-- Data for the task follows --
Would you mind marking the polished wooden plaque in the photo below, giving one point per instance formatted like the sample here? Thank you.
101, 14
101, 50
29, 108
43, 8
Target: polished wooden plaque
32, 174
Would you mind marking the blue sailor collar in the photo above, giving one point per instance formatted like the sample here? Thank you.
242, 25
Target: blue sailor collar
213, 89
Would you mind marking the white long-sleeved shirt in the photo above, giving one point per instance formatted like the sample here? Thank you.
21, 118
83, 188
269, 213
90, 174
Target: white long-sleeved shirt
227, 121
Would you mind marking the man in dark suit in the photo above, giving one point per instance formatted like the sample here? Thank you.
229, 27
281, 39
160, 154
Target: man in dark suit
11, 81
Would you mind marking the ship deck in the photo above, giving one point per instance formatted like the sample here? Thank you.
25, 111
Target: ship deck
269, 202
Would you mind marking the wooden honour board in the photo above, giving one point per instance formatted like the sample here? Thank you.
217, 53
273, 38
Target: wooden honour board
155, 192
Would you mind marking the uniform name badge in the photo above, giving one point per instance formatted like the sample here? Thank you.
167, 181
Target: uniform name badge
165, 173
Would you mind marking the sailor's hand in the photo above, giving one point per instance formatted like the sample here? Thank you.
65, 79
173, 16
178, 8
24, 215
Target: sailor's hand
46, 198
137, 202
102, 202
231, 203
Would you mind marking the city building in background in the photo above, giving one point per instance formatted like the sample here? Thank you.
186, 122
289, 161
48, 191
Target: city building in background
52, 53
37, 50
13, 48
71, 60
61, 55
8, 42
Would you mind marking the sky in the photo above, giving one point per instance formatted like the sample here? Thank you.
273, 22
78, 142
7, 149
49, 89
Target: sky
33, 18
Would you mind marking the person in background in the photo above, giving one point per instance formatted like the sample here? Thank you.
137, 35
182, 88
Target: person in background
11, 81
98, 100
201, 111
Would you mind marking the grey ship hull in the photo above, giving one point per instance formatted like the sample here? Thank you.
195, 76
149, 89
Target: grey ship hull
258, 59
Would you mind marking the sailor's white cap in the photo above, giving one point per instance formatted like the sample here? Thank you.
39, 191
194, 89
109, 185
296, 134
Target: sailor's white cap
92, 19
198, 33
-- Data for the task concluded --
Retype, exactly as shown, the lines from the one with "Would you mind marking the person" through the end of the records.

Answer to the exercise
Would you mind marking the person in background in the photo above, giving one point per instance formatted like the sample here? Thank you.
137, 35
182, 88
Target: person in background
11, 81
98, 100
201, 111
Would you mind marking the grey ship hull in the photo above, giving one point per instance formatted like the sample here? Thank you.
195, 76
149, 89
Target: grey ship hull
258, 59
Would you mind marking the sailor's white cap in the photo above, giving one point per instance formatted like the sample here? Thank you.
39, 191
194, 89
109, 185
296, 134
Target: sailor's white cap
92, 19
198, 33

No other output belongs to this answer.